**Provided data**.
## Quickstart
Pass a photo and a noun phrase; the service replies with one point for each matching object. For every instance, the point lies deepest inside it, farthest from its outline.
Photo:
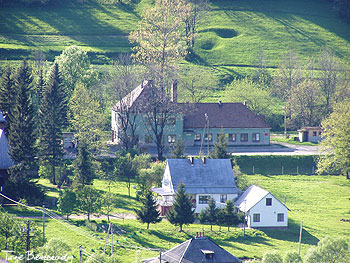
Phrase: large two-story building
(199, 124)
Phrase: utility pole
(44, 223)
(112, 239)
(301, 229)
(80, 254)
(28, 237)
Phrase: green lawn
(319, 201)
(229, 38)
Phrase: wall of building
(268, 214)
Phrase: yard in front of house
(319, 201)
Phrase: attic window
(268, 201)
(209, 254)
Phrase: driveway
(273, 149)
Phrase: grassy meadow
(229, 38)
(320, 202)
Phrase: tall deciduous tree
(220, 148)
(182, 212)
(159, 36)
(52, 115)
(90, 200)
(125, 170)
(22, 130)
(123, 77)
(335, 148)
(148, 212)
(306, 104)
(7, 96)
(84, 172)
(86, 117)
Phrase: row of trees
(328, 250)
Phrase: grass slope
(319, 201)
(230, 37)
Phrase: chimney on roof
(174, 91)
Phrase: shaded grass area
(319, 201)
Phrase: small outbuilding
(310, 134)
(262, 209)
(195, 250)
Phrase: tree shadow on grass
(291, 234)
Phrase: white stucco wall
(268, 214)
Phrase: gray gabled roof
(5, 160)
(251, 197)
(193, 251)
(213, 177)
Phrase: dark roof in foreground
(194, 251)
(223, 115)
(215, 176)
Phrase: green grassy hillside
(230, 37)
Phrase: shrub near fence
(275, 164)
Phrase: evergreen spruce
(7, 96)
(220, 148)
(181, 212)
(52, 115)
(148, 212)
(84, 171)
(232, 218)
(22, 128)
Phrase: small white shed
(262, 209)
--
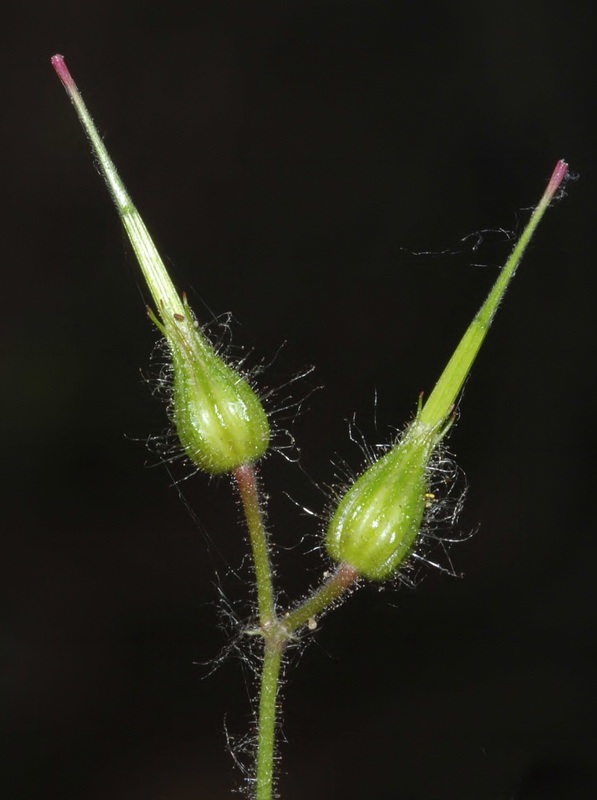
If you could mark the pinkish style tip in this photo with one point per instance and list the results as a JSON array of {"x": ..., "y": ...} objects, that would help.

**What is being asked**. Please work out how many lines of the listing hold the word "point" and reply with only that number.

**Task result**. 2